[START Passage provided]

WASHINGTON — Education was historically considered a great equalizer in American society, capable of lifting less advantaged children and improving their chances for success as adults. But a body of recently published scholarship suggests that the achievement gap between rich and poor children is widening, a development that threatens to dilute education’s leveling effects.
It is a well-known fact that children from affluent families tend to do better in school. Yet the income divide has received far less attention from policy makers and government officials than gaps in student accomplishment by race.
Now, in analyses of long-term data published in recent months, researchers are finding that while the achievement gap between white and black students has narrowed significantly over the past few decades, the gap between rich and poor students has grown substantially during the same period.
“We have moved from a society in the 1950s and 1960s, in which race was more consequential than family income, to one today in which family income appears more determinative of educational success than race,” said Sean F. Reardon, a Stanford University sociologist. Professor Reardon is the author of a study that found that the gap in standardized test scores between affluent and low-income students had grown by about 40 percent since the 1960s, and is now double the testing gap between blacks and whites.
In another study, by researchers from the University of Michigan, the imbalance between rich and poor children in college completion — the single most important predictor of success in the work force — has grown by about 50 percent since the late 1980s.
The changes are tectonic, a result of social and economic processes unfolding over many decades. The data from most of these studies end in 2007 and 2008, before the recession’s full impact was felt. Researchers said that based on experiences during past recessions, the recent downturn was likely to have aggravated the trend.
“With income declines more severe in the lower brackets, there’s a good chance the recession may have widened the gap,” Professor Reardon said. In the study he led, researchers analyzed 12 sets of standardized test scores starting in 1960 and ending in 2007. He compared children from families in the 90th percentile of income — the equivalent of around $160,000 in 2008, when the study was conducted — and children from the 10th percentile, $17,500 in 2008. By the end of that period, the achievement gap by income had grown by 40 percent, he said, while the gap between white and black students, regardless of income, had shrunk substantially.
Both studies were first published last fall in a book of research, “Whither Opportunity?” compiled by the Russell Sage Foundation, a research center for social sciences, and the Spencer Foundation, which focuses on education. Their conclusions, while familiar to a small core of social sciences scholars, are now catching the attention of a broader audience, in part because income inequality has been a central theme this election season.

[END Passage provided]
[START Available data]

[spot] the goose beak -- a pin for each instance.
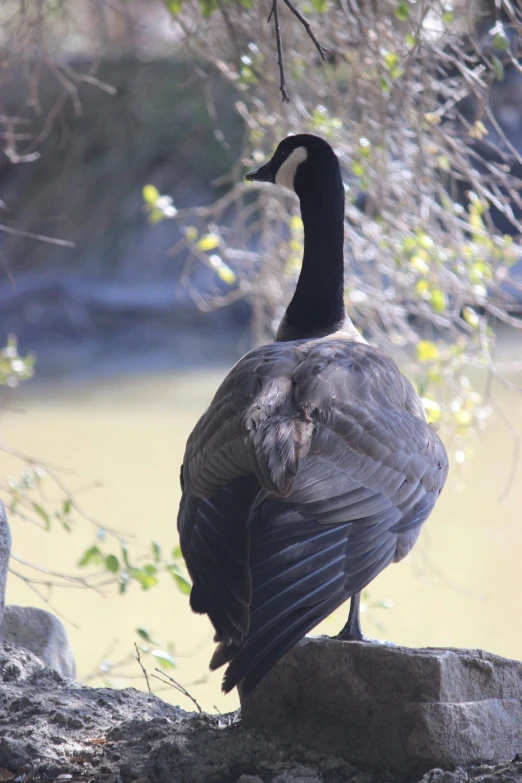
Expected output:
(262, 174)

[END Available data]

* **Task 1**:
Answer these questions from the article on the income gap in school achievement:
(a) At which university does Sean F. Reardon work as a sociologist?
(b) By about what percent has the imbalance in college completion between rich and poor children grown since the late 1980s, according to the University of Michigan study?
(c) In what book were both studies first published?
* **Task 2**:
Decide whether each statement agrees with the article on the income gap in school achievement. Answer yes or no and quote the words that decide it.
(a) The achievement gap between white and black students has widened over the past few decades.
(b) Most of the studies' data end before the recession's full impact was felt.
(c) Reardon's study analyzed 12 sets of standardized test scores.
* **Task 3**:
List every university and foundation named in the article on the income gap in school achievement.
The material is separate from the article.

* **Complete response 1**:
(a) Stanford University
(b) About 50 percent
(c) "Whither Opportunity?"

* **Complete response 2**:
(a) No: "the achievement gap between white and black students has narrowed significantly over the past few decades"
(b) Yes: "The data from most of these studies end in 2007 and 2008, before the recession’s full impact was felt."
(c) Yes: "researchers analyzed 12 sets of standardized test scores starting in 1960 and ending in 2007"

* **Complete response 3**:
Stanford University
University of Michigan
Russell Sage Foundation
Spencer Foundation